Aim of the task:
Output the line containing "Could you please point to the tree" and all subsequent lines of the listing below, copied exactly, with no other lines.

Provided entries:
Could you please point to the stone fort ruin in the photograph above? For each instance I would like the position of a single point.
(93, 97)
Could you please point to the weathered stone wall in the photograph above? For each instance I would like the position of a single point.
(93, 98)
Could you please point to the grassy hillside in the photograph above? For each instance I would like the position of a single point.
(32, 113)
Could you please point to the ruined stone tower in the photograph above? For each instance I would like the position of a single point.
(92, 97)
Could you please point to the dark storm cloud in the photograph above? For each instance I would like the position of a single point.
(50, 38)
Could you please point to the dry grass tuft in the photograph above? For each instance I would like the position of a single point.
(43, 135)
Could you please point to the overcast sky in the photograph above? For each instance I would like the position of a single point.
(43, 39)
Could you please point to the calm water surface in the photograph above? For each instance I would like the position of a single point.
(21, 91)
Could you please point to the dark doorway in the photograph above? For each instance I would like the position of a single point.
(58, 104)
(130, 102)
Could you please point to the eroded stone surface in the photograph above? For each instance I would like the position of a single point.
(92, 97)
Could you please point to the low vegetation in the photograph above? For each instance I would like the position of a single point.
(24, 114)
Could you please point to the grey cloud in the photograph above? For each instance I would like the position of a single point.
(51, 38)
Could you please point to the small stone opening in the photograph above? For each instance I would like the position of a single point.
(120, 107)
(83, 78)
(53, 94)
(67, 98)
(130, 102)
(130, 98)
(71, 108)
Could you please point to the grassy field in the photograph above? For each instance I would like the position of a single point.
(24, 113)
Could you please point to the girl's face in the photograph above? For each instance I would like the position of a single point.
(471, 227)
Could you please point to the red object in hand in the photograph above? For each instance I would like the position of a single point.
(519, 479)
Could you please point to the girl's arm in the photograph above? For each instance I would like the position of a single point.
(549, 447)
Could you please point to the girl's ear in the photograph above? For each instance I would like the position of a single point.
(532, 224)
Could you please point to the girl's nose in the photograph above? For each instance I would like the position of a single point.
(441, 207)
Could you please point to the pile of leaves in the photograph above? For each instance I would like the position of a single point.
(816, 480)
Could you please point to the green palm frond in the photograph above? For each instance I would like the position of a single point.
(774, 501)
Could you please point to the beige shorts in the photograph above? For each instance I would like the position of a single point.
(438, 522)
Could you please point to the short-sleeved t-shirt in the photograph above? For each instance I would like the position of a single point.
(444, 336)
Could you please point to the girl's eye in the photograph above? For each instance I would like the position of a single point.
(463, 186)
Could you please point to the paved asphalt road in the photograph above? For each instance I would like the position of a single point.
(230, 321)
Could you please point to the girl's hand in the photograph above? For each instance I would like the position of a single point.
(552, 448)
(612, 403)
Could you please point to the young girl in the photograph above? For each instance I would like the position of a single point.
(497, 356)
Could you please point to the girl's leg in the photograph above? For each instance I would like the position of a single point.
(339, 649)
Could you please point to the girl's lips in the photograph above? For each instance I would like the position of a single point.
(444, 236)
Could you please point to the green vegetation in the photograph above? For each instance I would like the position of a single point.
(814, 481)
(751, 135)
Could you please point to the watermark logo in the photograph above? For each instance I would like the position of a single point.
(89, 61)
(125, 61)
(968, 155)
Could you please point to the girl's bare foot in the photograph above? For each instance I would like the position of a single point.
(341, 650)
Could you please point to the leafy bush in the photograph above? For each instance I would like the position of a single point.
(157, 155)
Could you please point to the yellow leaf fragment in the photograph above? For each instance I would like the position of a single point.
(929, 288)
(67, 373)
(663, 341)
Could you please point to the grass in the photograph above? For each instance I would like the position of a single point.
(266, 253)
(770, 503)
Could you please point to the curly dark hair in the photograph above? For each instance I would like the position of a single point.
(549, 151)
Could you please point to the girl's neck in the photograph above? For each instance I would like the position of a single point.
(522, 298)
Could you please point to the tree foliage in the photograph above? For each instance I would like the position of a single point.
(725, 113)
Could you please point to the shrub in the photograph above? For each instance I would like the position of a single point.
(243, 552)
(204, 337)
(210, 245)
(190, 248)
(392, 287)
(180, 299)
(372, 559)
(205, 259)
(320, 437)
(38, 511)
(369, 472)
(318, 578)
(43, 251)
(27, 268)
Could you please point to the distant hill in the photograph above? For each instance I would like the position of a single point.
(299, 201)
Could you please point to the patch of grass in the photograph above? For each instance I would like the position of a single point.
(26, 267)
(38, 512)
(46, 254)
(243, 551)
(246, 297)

Full output:
Could you please point to the tree foliage in the photograph above? For each instance I would like the position of a single point.
(725, 113)
Could you please point to the shrub in the photograph above? For each instance I would like the position of a single point.
(243, 552)
(204, 337)
(210, 245)
(190, 248)
(392, 287)
(180, 299)
(372, 559)
(205, 259)
(320, 437)
(38, 511)
(369, 472)
(318, 578)
(43, 251)
(27, 268)
Could you please point to the distant hill in the photograph above? For each instance I would like the position of a single point.
(299, 201)
Could you please point to the patch of grass in the photograph above? For each instance I would like the position of a single point.
(26, 267)
(38, 512)
(46, 254)
(243, 551)
(246, 297)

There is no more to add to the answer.